- _SÉRIE DE CONSIGNES_
A – D'après le texte sur la dette odieuse, par combien la dette des pays en développement a-t-elle été multipliée entre 1970 et 1980 ?
B – Reproduisez fidèlement le passage du texte sur la dette odieuse qui commence à « Comprendre la dette » et se termine à « que c’est ? ».

- _TEXTE DU DOCUMENT_
Comprendre la dette odieuse
1/ La dette des pays du Sud
- La dette : histoire d’une crise
- Illégitimité de la dette

2/ La dette odieuse, qu’est-ce que c’est ?
- Une doctrine de droit
- 3 critères pour définir la dette odieuse
- Une dette de dictateurs
- Combien représente la dette odieuse ?

3/ Peut-on annuler les dettes odieuses ?
- Des pays montrent l’exemple
- La jurisprudence
- Qui doit payer la dette odieuse ?

4/ Pourquoi faut-il annuler les dettes odieuses ?
- Abroger la double peine
- Reconnaître la responsabilité des créanciers
- Prévenir de nouveaux prêts odieux

La dette des pays du Sud

La dette : histoire d’une crise

Les pays du Sud s’endettent dans les années 60-70 pour financer leur développement. Le contexte économique et politique international y est favorable. D’une part la guerre froide pousse les blocs occidentaux et soviétiques à « acheter » le soutien des pays du Sud en leur prêtant massivement de l’argent, quitte à financer des régimes despotiques dans certains pays. D’autre part, après le choc pétrolier de 1973, les banques occidentales regorgent de « pétrodollars » et proposent des taux d’intérêt particulièrement bas. Entre 1970 et 1980, la dette des pays en développement est multipliée par 12.

Mais à la fin des années 70, l’augmentation brutale des taux d’intérêts mondiaux et la chute du prix des matières premières plongent les pays du Sud dans une situation économique intenable. Le 1er facteur augmente considérablement le coût des emprunts contractés ; le 2ème diminue les recettes qu’ils peuvent consacrer au remboursement. C’est le début d’une spirale infernale pour ces pays, contraints de contracter de nouveaux prêts pour rembourser les premiers. Ce phénomène aboutit en 1982 à l’annonce par le Mexique de sa situation de cessation de paiement. De nombreux pays suivront. Les plans drastiques imposés par le FMI et la Banque mondiale provoqueront une crise sociale, sans pour autant résoudre la crise financière. En 1999 puis 2005, les pays du G8 promettent d’effacer la dette des pays les plus pauvres. A ce jour, seule une vingtaine de pays sont concernés. Environ 4% de la dette extérieure publique des pays en développement a été effacé.

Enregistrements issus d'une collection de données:
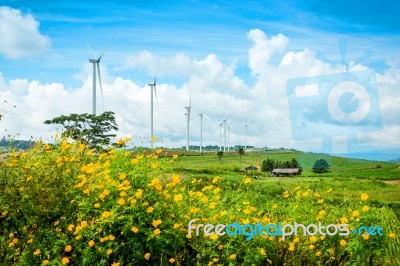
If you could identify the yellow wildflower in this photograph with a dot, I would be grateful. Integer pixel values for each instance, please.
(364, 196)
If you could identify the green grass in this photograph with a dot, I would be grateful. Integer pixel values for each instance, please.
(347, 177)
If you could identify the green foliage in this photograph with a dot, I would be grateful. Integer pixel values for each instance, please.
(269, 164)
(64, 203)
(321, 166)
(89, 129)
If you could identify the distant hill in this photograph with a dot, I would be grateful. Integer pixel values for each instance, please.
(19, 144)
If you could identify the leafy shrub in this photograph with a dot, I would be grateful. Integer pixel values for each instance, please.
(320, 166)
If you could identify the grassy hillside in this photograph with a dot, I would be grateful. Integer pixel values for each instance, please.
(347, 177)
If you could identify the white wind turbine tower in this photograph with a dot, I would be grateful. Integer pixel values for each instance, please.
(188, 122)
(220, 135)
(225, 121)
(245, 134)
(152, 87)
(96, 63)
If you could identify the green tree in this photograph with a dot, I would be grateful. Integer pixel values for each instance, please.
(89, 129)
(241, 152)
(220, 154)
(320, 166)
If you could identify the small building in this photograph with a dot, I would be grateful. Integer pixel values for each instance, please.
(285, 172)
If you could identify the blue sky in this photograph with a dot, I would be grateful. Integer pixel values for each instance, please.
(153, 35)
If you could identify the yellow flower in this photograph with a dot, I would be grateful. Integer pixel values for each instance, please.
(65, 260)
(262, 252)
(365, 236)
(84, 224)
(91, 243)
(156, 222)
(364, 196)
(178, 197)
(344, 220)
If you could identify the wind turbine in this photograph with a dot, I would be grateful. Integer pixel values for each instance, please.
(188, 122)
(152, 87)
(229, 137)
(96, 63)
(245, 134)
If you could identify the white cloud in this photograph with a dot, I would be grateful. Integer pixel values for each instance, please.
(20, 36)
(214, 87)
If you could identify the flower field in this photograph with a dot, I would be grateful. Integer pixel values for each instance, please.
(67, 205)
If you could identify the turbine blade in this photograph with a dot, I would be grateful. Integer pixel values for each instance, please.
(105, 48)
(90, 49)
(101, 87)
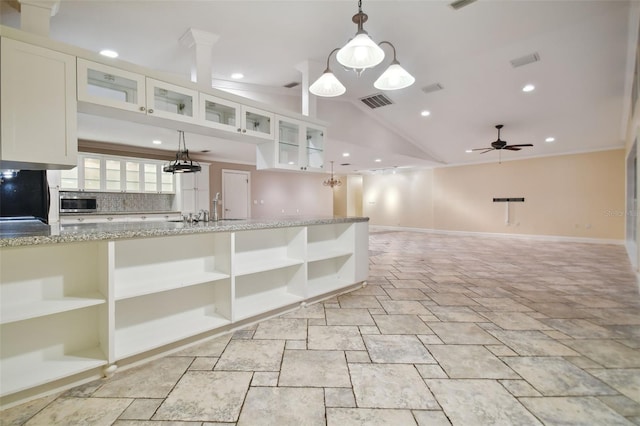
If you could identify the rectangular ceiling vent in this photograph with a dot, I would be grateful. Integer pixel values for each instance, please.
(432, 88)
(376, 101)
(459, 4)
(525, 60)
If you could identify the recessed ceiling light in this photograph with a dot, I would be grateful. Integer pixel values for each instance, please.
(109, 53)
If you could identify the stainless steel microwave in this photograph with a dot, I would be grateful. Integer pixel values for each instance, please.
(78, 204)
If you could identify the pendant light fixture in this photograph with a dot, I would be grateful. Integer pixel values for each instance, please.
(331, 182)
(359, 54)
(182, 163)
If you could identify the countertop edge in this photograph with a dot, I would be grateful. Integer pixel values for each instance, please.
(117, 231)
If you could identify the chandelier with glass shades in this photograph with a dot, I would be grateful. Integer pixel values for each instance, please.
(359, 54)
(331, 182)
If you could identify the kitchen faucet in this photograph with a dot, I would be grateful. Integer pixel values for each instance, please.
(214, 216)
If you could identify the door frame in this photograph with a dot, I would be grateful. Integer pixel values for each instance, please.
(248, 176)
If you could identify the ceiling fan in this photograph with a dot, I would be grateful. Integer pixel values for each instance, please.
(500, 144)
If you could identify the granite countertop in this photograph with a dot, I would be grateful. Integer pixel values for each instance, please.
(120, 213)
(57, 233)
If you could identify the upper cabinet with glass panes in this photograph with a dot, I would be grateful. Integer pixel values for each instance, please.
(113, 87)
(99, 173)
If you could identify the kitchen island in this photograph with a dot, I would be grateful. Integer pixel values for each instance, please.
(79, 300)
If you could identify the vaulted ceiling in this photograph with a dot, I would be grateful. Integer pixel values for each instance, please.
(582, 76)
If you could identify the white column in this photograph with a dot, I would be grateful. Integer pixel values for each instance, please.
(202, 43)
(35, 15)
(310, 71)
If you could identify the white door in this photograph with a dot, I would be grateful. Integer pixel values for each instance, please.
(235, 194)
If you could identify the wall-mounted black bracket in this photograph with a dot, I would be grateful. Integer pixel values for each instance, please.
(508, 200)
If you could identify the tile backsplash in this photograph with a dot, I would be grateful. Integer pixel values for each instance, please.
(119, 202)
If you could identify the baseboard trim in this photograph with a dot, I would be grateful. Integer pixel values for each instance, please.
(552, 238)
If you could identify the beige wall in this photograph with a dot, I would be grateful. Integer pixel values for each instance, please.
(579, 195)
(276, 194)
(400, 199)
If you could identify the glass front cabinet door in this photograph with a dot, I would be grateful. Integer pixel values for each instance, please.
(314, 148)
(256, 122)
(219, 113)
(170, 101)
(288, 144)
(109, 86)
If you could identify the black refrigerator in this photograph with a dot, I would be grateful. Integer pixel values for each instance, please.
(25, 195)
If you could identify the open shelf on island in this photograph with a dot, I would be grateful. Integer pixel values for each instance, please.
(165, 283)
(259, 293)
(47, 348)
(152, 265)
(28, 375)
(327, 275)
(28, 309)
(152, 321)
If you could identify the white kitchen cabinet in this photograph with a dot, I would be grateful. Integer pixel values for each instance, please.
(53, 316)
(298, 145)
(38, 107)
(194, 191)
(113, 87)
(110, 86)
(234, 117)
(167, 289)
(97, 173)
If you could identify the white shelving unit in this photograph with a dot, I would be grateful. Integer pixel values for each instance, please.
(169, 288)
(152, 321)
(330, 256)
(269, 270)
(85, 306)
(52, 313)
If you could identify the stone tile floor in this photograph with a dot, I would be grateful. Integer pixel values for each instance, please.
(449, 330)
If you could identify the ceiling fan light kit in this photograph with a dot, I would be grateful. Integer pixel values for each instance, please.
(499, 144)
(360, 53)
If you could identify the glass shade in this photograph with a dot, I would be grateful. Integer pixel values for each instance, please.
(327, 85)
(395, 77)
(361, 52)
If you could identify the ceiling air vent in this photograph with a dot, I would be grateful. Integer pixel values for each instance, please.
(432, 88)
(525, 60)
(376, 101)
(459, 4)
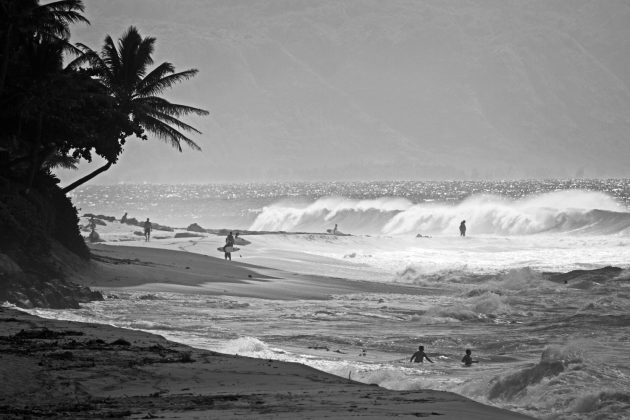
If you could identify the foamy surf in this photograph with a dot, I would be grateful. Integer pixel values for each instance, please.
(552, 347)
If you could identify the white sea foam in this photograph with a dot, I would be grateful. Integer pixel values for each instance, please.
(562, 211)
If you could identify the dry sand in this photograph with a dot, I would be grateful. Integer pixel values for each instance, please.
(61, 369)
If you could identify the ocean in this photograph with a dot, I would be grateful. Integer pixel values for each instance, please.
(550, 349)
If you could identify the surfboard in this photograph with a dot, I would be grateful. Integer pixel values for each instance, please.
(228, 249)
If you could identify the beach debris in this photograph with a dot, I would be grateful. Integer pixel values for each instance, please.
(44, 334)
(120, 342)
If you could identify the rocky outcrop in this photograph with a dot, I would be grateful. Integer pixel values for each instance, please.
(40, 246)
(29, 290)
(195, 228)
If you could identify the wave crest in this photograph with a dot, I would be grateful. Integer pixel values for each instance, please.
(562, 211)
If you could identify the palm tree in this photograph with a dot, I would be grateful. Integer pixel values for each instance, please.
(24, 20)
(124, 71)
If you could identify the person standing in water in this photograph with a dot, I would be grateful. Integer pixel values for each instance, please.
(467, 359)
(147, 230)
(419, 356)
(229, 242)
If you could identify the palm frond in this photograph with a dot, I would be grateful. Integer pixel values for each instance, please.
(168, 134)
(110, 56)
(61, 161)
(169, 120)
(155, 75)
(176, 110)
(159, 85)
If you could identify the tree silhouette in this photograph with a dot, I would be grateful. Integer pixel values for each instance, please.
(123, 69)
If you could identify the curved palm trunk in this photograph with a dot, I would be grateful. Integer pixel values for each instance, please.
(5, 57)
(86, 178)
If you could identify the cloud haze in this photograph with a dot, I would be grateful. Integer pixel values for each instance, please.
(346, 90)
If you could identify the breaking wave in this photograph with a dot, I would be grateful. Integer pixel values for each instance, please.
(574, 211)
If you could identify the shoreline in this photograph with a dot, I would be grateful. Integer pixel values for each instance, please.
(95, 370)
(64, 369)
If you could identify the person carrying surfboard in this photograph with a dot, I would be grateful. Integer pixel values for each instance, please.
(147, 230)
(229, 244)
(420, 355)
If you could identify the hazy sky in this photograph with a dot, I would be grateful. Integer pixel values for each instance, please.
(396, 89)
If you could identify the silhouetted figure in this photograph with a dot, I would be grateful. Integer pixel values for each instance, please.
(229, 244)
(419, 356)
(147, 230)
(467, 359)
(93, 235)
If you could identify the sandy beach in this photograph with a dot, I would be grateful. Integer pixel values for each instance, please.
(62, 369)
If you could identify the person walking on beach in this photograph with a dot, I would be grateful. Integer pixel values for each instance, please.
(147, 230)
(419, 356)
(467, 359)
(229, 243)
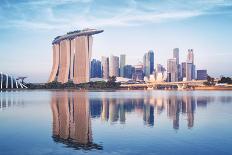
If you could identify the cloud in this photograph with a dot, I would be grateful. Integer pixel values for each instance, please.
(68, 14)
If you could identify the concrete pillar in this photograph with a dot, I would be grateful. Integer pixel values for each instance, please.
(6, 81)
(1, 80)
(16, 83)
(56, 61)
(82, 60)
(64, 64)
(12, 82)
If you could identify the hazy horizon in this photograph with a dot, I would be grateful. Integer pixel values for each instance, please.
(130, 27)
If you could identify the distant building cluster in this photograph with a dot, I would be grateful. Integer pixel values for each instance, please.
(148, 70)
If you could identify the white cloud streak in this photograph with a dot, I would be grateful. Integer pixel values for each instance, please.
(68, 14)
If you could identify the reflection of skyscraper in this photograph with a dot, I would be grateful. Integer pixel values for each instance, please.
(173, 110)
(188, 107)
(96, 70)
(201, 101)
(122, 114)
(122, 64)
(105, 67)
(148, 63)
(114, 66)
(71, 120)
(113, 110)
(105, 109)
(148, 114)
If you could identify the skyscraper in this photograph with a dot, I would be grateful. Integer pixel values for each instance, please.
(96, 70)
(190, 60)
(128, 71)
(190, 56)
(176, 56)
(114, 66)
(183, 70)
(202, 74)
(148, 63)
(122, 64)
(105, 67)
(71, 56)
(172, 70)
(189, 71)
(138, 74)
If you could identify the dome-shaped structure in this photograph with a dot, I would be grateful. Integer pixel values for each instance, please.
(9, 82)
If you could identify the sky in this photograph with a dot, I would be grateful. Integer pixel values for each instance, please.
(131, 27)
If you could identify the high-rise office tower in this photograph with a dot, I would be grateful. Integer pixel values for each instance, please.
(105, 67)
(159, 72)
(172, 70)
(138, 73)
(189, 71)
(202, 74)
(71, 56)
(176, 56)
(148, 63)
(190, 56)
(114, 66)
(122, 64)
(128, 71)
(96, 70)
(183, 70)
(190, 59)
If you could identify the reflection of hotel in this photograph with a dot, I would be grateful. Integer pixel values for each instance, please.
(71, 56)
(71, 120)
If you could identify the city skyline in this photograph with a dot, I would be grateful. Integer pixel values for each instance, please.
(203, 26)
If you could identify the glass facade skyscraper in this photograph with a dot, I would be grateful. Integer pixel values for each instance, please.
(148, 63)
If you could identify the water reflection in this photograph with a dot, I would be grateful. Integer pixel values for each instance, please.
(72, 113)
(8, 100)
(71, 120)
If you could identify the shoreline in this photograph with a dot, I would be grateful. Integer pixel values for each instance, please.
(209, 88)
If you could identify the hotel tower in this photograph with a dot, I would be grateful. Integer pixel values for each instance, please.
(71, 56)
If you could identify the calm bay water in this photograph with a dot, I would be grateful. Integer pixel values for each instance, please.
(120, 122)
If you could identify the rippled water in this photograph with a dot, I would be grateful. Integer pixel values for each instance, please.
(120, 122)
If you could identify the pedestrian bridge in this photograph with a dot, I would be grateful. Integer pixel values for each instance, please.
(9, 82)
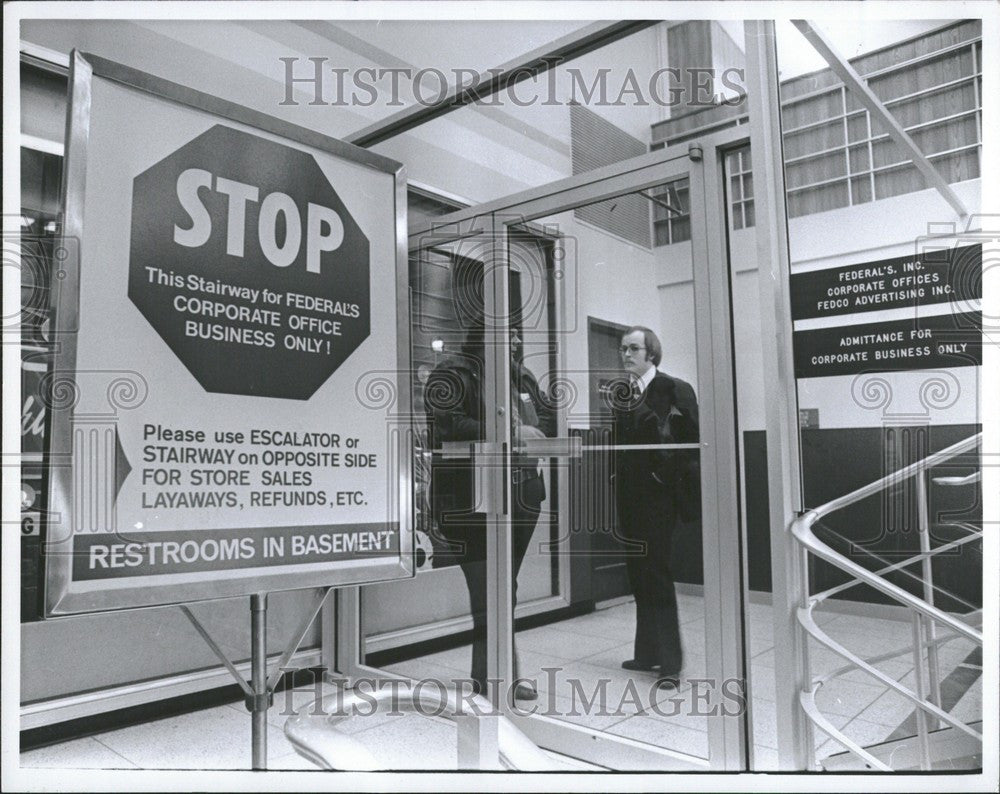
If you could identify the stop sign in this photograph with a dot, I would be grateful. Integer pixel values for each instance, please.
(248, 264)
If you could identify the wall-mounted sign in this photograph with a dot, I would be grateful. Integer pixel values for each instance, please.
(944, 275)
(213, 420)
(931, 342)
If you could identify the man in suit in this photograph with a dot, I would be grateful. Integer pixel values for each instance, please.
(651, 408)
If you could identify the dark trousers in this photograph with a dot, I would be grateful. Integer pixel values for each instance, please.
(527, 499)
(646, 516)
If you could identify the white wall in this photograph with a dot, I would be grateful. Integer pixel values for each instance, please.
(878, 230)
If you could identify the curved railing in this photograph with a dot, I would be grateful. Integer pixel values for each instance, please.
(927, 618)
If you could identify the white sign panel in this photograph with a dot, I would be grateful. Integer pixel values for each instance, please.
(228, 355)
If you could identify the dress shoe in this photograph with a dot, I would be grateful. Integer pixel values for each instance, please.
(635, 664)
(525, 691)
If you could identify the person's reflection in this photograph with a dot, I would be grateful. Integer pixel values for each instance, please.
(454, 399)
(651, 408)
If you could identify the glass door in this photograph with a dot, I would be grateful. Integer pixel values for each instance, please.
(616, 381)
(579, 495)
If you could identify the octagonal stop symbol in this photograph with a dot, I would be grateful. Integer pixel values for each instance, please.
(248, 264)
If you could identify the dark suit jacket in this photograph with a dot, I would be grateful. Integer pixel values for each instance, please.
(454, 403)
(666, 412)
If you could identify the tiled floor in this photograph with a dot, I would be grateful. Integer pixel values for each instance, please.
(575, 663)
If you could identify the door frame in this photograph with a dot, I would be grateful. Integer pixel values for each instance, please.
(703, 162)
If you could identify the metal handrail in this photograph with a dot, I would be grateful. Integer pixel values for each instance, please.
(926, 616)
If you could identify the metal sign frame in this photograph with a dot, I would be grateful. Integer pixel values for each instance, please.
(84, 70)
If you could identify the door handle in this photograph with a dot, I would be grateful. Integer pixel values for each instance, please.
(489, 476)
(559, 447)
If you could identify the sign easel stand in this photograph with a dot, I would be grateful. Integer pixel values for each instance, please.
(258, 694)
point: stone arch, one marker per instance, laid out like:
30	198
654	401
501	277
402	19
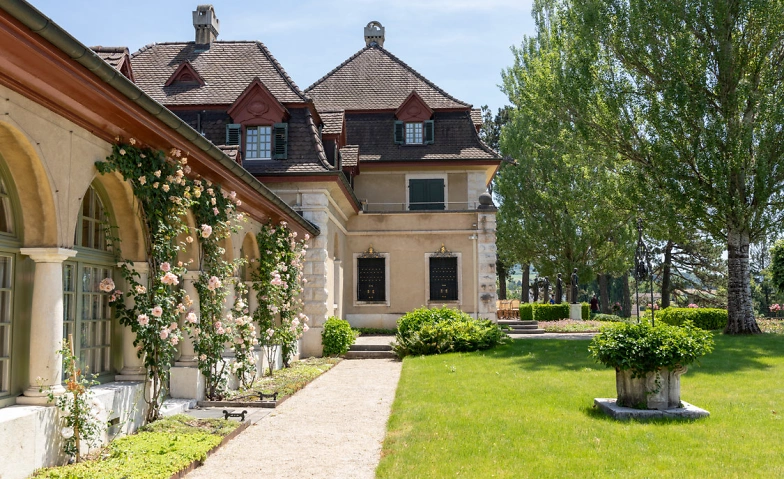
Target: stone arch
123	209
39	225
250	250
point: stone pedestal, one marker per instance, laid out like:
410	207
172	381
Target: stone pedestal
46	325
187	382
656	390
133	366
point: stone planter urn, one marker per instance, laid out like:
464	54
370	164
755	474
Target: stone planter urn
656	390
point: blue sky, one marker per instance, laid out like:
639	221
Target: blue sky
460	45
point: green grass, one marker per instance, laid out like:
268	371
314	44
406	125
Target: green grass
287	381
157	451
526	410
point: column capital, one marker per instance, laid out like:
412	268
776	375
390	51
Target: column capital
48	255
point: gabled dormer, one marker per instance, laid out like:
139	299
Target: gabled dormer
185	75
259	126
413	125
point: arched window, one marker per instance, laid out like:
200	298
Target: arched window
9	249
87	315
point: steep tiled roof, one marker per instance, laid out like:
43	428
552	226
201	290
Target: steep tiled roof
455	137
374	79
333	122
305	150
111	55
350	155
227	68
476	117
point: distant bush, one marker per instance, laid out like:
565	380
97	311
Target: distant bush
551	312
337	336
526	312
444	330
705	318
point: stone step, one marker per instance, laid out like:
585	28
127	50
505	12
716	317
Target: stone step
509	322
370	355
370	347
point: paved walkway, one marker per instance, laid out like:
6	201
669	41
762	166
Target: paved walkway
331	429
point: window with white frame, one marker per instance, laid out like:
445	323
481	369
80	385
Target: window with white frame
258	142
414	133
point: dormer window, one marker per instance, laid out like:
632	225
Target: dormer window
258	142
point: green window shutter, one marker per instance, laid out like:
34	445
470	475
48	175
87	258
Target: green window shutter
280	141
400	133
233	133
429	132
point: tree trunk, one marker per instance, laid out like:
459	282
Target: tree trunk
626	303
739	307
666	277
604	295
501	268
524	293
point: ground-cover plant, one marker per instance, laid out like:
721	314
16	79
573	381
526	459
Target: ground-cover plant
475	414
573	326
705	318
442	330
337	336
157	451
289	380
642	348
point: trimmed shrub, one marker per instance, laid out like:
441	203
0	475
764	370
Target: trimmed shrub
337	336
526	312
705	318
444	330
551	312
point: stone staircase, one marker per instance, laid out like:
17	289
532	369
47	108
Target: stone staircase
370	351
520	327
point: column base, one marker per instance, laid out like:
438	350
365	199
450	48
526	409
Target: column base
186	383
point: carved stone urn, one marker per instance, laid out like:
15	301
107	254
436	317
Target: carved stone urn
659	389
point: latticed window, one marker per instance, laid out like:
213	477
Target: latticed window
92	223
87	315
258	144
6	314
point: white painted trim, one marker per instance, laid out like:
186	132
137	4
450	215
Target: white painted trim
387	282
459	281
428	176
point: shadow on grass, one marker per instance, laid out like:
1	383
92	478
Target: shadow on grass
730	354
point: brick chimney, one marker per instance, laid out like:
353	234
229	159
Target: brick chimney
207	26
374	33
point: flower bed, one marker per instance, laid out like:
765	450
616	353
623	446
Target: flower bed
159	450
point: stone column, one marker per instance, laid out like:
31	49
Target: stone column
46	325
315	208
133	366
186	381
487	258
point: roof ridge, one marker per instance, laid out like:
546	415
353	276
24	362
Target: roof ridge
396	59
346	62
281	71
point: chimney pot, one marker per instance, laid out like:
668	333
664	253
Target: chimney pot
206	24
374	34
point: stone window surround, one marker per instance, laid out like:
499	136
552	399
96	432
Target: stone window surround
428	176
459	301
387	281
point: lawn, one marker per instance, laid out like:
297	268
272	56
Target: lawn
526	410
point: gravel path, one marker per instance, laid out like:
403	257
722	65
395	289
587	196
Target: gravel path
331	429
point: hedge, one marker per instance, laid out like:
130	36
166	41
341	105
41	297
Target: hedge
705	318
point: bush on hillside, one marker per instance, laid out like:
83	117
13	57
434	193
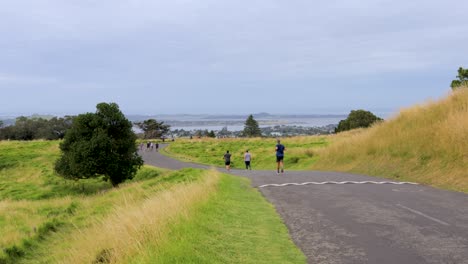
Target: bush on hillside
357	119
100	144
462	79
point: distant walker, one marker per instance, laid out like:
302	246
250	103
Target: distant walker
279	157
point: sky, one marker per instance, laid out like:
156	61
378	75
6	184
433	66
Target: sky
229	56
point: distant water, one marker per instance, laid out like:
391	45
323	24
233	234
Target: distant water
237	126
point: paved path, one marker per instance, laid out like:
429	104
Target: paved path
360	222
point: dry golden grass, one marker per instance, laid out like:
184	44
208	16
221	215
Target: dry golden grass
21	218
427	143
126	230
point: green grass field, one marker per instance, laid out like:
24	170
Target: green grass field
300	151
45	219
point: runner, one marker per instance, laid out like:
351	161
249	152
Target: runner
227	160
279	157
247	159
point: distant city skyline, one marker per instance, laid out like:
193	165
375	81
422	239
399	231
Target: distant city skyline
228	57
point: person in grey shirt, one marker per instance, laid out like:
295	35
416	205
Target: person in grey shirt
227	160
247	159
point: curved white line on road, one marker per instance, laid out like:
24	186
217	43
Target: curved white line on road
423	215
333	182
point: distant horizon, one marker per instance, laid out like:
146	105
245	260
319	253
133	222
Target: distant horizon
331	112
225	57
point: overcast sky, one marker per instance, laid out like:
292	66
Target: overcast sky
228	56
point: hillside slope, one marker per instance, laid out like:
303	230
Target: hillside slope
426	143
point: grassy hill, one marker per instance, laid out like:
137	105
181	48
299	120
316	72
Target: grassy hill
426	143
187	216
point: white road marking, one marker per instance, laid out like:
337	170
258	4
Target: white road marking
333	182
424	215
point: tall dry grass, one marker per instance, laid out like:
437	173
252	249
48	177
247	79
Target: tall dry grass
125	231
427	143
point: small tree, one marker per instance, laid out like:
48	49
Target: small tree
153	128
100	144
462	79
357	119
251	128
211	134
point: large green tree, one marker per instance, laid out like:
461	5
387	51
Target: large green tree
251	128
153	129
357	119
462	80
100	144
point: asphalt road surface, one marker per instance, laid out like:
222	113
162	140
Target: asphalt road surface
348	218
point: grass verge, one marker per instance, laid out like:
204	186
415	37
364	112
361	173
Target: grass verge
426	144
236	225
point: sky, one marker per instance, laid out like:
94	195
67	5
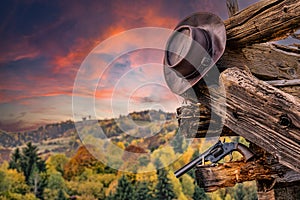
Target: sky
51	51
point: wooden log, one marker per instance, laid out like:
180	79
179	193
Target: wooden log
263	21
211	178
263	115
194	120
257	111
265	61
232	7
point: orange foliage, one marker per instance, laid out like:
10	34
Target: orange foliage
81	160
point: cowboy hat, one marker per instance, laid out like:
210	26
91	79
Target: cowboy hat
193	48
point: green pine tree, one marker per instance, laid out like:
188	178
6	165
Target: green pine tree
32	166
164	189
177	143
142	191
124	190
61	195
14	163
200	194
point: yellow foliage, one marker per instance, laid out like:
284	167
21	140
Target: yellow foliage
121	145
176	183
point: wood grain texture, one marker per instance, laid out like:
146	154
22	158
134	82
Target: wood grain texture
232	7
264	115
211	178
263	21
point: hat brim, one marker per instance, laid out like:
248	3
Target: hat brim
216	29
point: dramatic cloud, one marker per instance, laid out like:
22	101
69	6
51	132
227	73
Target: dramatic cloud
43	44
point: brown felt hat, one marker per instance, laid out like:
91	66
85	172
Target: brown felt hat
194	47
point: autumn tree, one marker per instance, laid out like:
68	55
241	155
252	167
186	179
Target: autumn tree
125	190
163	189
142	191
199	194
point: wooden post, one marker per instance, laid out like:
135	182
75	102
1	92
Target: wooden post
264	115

- _CORRIGÉ DE L'EXERCICE_
A – Elle a été multipliée par 12.

B –
Comprendre la dette odieuse
1/ La dette des pays du Sud
- La dette : histoire d’une crise
- Illégitimité de la dette

2/ La dette odieuse, qu’est-ce que c’est ?